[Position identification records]
* begin *

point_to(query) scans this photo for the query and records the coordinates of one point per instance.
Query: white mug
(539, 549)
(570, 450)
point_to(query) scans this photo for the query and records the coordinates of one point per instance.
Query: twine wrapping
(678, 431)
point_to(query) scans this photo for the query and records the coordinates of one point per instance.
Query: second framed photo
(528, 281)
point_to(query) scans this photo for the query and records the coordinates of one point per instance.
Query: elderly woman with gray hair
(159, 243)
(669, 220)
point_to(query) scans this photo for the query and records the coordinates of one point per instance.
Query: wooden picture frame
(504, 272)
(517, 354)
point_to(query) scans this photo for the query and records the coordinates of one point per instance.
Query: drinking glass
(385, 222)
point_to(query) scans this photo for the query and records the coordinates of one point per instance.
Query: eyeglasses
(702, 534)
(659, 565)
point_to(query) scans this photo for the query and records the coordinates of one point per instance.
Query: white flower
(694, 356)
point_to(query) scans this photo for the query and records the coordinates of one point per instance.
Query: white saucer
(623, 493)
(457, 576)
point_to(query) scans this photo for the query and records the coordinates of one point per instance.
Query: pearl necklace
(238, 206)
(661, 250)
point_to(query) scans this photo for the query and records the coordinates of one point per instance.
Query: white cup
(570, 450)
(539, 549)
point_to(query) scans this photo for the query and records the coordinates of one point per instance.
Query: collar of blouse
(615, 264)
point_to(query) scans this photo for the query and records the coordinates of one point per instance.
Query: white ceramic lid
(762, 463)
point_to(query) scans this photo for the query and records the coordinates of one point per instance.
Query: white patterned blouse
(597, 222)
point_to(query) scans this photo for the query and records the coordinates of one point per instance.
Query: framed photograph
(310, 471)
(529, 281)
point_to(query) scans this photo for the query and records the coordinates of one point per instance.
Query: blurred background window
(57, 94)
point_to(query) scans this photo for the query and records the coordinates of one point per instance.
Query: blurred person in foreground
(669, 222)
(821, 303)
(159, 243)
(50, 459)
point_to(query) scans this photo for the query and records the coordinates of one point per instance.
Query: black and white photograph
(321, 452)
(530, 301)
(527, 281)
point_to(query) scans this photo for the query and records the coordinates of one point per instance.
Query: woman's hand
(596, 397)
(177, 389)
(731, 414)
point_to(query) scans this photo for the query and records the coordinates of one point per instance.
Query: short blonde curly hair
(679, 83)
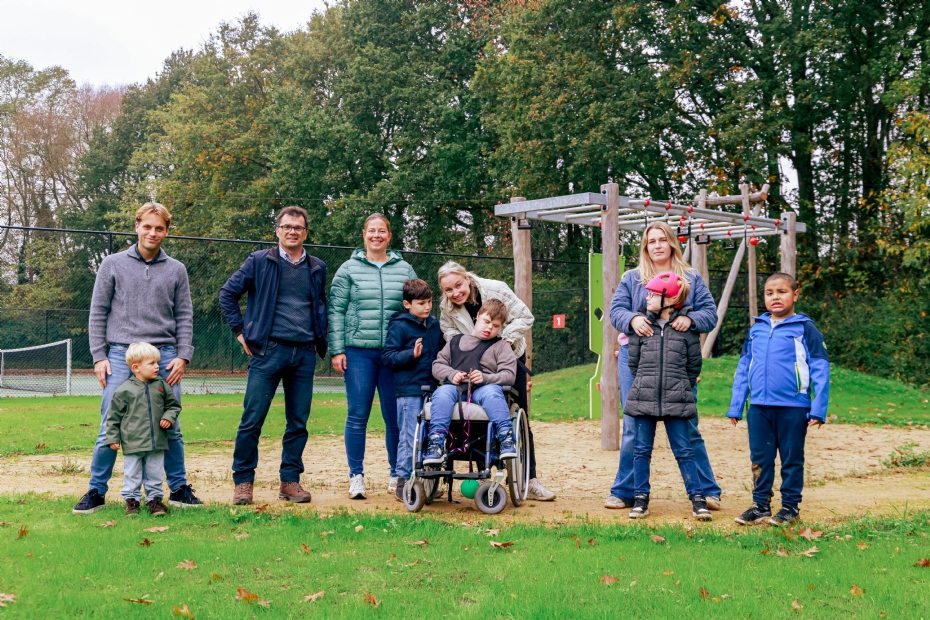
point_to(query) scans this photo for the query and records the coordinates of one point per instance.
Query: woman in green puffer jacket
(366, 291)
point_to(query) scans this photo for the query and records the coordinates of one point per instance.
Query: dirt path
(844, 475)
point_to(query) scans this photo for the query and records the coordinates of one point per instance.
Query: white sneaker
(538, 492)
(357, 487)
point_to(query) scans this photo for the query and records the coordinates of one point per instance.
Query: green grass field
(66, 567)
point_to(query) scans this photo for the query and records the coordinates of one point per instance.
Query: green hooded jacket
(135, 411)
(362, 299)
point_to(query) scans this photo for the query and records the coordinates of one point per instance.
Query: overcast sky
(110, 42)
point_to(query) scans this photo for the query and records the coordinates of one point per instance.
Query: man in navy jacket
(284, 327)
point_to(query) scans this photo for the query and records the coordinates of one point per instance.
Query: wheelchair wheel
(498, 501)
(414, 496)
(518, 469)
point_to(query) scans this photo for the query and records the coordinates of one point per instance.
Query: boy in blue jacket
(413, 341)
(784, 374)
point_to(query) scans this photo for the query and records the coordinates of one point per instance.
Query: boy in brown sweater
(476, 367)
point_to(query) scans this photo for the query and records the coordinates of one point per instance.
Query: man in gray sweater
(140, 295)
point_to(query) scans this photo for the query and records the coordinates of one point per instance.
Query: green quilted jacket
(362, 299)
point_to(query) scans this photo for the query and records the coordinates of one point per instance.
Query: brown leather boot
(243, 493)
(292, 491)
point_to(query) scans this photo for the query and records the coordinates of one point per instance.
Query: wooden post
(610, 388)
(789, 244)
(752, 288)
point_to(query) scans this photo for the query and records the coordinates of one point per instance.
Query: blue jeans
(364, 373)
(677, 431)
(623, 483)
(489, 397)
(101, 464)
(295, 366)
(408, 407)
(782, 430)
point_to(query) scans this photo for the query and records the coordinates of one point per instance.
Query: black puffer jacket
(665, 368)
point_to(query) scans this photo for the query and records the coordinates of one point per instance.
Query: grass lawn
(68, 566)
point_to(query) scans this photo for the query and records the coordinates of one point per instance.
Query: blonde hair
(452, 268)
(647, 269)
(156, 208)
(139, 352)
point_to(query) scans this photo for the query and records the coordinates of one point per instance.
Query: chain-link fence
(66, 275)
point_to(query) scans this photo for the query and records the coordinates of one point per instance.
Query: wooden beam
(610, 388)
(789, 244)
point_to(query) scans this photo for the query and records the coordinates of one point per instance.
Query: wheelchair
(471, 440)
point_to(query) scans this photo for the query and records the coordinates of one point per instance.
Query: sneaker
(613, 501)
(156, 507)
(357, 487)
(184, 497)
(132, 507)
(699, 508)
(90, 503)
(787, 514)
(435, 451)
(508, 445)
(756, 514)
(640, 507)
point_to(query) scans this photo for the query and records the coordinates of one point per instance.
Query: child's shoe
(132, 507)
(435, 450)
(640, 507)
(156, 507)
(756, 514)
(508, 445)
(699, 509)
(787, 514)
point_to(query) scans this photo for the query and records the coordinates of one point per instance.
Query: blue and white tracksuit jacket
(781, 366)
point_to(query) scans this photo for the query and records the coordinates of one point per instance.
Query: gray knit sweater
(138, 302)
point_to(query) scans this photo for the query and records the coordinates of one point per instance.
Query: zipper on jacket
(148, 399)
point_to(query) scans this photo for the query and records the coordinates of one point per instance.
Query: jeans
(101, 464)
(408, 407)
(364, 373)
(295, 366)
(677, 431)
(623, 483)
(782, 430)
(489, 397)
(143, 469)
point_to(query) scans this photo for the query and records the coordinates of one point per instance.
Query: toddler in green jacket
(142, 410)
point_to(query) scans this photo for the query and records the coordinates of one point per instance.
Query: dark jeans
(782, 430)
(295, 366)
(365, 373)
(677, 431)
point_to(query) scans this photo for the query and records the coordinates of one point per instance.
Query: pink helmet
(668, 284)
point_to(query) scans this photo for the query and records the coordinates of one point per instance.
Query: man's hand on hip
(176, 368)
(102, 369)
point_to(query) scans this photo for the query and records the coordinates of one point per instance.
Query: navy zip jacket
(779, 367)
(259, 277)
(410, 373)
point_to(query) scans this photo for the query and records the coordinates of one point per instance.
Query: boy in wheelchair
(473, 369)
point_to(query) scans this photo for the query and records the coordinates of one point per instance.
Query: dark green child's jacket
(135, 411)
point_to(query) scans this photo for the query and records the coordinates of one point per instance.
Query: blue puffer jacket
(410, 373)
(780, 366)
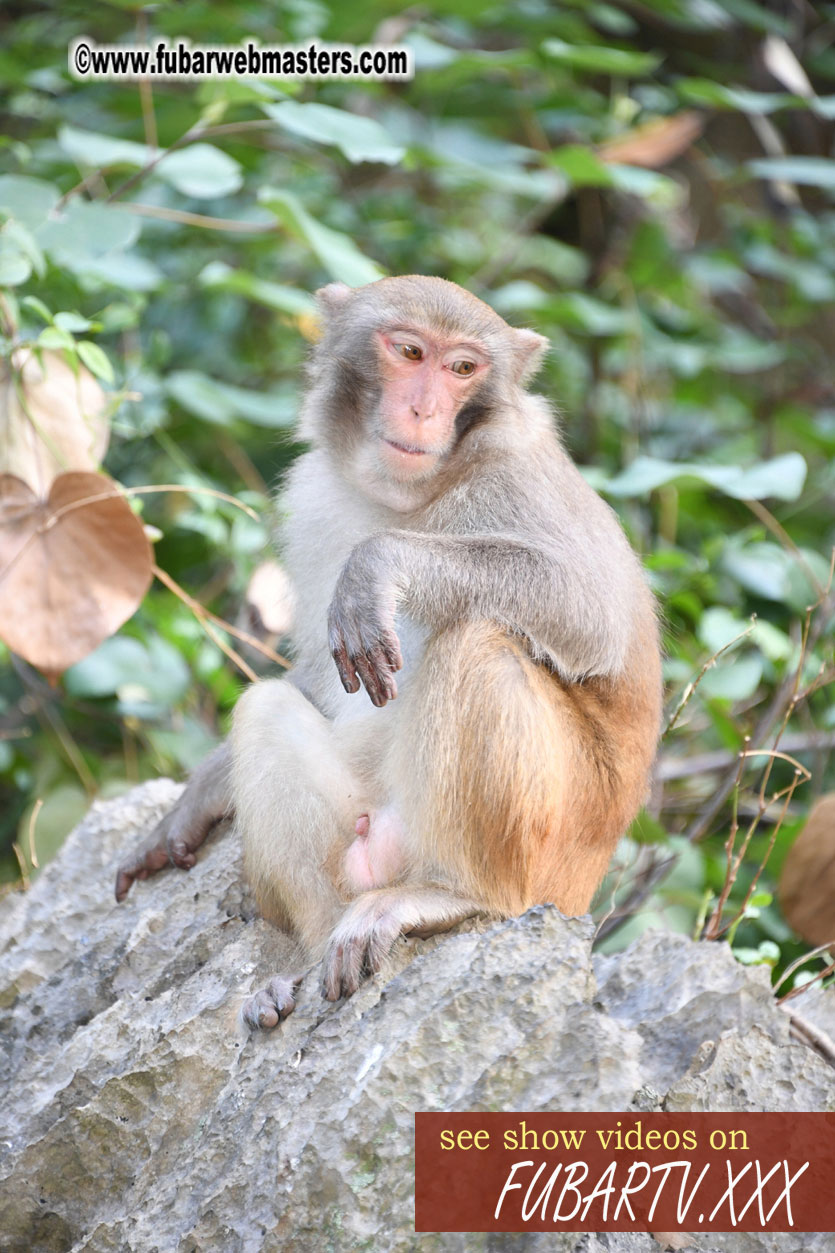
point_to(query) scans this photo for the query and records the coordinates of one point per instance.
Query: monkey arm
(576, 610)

* end *

• _PROBLEM TO SOLVE_
Make an exact copy of the data, leaving its pictures out.

• _WRITTEN ANSWER_
point_to(query) scans this photo for the query and records the coordinates of one point per instance.
Query: white mug
(539, 549)
(570, 450)
point_to(query) scans this photo for the query and records the coordinates of one point per instance.
Query: twine wrapping
(678, 431)
point_to(query) scans this photo for the query and records the coordinates of one point per instance.
Query: second framed photo
(528, 281)
point_to(query) scans this photo for the query and records the coordinates of one point per instance.
Query: elderly woman with gray hair
(159, 243)
(669, 220)
point_to(query) scans this photo for the query and records the coordinates of one point per instance.
Query: wooden picture frame
(504, 272)
(517, 354)
point_to(query) scans this photo for the query and records the coordinates of one point per instance.
Query: drinking glass
(385, 222)
point_to(query) scans this photo for the query and records the coordinates of one point per instance.
Query: eyeglasses
(702, 534)
(659, 565)
point_to(query) scans this photo for the query and records the coordinates of one point per instance.
Query: white flower
(694, 356)
point_to(query) scans this photo for the query and records the coordinates of one point per instance.
Query: white saucer
(623, 493)
(457, 576)
point_to(query) scans this photo for the query and records the coordinates of one point per instance.
Query: pearl necklace
(238, 206)
(661, 250)
point_to(query) scans this photo for the query and records the coordinates of one point per instance.
Query: white cup
(570, 450)
(539, 549)
point_to(query) scans this photo for the query and records the coordinates of one point per instance.
Query: collar of blouse
(615, 264)
point_to(query) scans this photo for the query and records the coordinates of one point per instance.
Query: white ceramic lid
(762, 463)
point_to(query) scans this photo for the query and records the coordinates of one point per instance.
Query: white patterned blouse
(597, 222)
point_to(query) scans this photo for the query and records the coordinates of one point per instance.
Query: framed photograph
(310, 471)
(529, 281)
point_to(query) scans this photo for the query and records the coordinates of one point per instance.
Query: blurred background window
(57, 94)
point_to(query) scans this photo for the query and records the coordinates of one point per instance.
Query: blurred person in foreground
(669, 222)
(821, 303)
(159, 243)
(50, 459)
point_to(query) scans this photo for the query and records the coordinates of one point per instance.
Query: black and white photograph
(321, 452)
(530, 301)
(527, 281)
point_to(query) scans this photo for the query and records the coordinates of one point per instance.
Query: woman's hand
(596, 397)
(177, 389)
(731, 414)
point_to(query) scans this photo for the query and records the coordinates of one point per instance.
Query: short blonde curly hair
(679, 83)
point_to(query) scans this photo for the query and records the coordinates of one point per instance.
Query: woman in green puffer jacket
(366, 291)
point_to(query) scans this photo for the query and records the coordinates of one point per instance.
Query: dirt path
(844, 475)
point_to(query) scans this photo for the query and records the coordinates of one point per instance.
Query: white sneaker
(538, 492)
(357, 487)
point_to(query) scans this photo for the query and records the coordinates of one point per instance.
Query: green grass field
(66, 567)
point_to(query) scans this photo for the query and records the coordinates of one point per instance.
Query: green hooded jacket
(135, 411)
(362, 299)
point_to(query) scans this photo for the query and records the coordinates of one point per instance.
Query: overcast sky
(110, 42)
point_to(query) scans this photo for the query and records the coordinates of one point per instance.
Query: man in navy jacket
(284, 327)
point_to(query) scans this photo for the query and records the coordinates of one point per instance.
Query: wheelchair wheel
(498, 501)
(414, 496)
(518, 469)
point_to(query) scans this photo for the query and records the coordinates of one point per instance.
Query: boy in blue jacket
(413, 341)
(784, 374)
point_to(query) scans this photo for the query and records the coordinates of one point per instance.
Query: boy in brown sweater
(476, 367)
point_to(query) scans this photo for the query and records the coordinates of one point per instance.
Query: man in gray sweater
(140, 295)
point_to(query) scans this photo for the query and records the coordinates of one point per instance.
Query: green quilted jacket
(362, 299)
point_to(query) scans this photo for the query and records the coordinates of one point per instance.
Query: brown leather boot
(243, 493)
(292, 491)
point_to(query) scans this photo for the query and records the coordinates of one point per instance.
Query: wooden post
(610, 388)
(789, 244)
(752, 288)
point_to(query) scans this photo for the query and records the coordinates of one point per instance.
Query: blue jeans
(364, 373)
(677, 431)
(623, 483)
(489, 397)
(101, 464)
(295, 366)
(408, 407)
(782, 430)
point_to(query) scans this photo for the query and records the coordinates of one point per instance.
Query: black puffer jacket
(665, 368)
point_to(query) scans this photo for the query and records the coordinates of one point per instance.
Query: grass lawn
(68, 566)
point_to(query) scans this photo for the query and records the coordinates of one point per instance.
Query: blonde hair
(452, 268)
(647, 269)
(156, 208)
(139, 352)
point_to(query) scans this photo for the query and records the coordinates of one point per instance.
Query: chain-link fence
(66, 275)
point_to(query) scans this photo for the query and records the coordinates of one point per instance.
Query: wooden beam
(610, 388)
(789, 244)
point_to(query) scans this photo for the query and records the coordinates of one point per instance.
Query: wheelchair
(471, 440)
point_to(query) scans this photo for the query and records the coordinates of one point per instance.
Query: sneaker
(613, 501)
(156, 507)
(357, 487)
(184, 497)
(132, 507)
(699, 508)
(90, 503)
(787, 514)
(435, 451)
(508, 445)
(756, 514)
(640, 507)
point_to(query) scans this photo for the query and records the coordinates of one point per instance.
Query: child's shoe
(132, 507)
(435, 450)
(640, 507)
(156, 507)
(756, 514)
(508, 445)
(699, 509)
(787, 514)
point_to(query) scans this photo for the query and records the coordinates of one point per instance.
Query: blue and white tracksuit jacket
(781, 366)
point_to(query) scans this photo for the query and records the coordinates of one point per instance.
Query: gray knit sweater
(138, 302)
point_to(query) scans this photo for the query and records the coordinates of one point per instance.
Query: zipper on jacket
(148, 399)
point_to(query) scans this photo for the query and records the coordinates of one point per instance.
Query: jeans
(101, 464)
(408, 407)
(364, 373)
(295, 366)
(677, 431)
(623, 483)
(782, 430)
(489, 397)
(143, 469)
point_to(query) scans this photo for the query and records the coordinates of one point per instance.
Query: toddler in green jacket
(142, 410)
point_to(query) scans this photo for the query and records the coordinates of one point per instance.
Query: dark jeans
(782, 430)
(295, 366)
(365, 373)
(677, 431)
point_to(query) scans this photo for the query and records the coordinates of one point per instance.
Query: pink helmet
(668, 284)
point_to(query) scans this photo for the query and records the coordinates of one point per instance.
Query: man's hand on hip
(176, 368)
(102, 369)
point_to(query) scans this photo for the query and records the coordinates of one point per instance.
Query: navy zip jacket
(779, 367)
(259, 277)
(410, 373)
point_to(query) scans this photo for the query and records the coordinates of one point per instance.
Query: boy in wheelchair
(473, 369)
point_to(query) scans this photo for the query and records the coordinates of one point per instance.
Query: dark green child's jacket
(135, 411)
point_to(query) scans this photo for the query and records the coordinates of one point per instance.
Query: blue puffer jacket
(410, 373)
(780, 366)
point_to(query) scans this photo for the query and records the coordinates of one point per instance.
Query: monkey arm
(576, 610)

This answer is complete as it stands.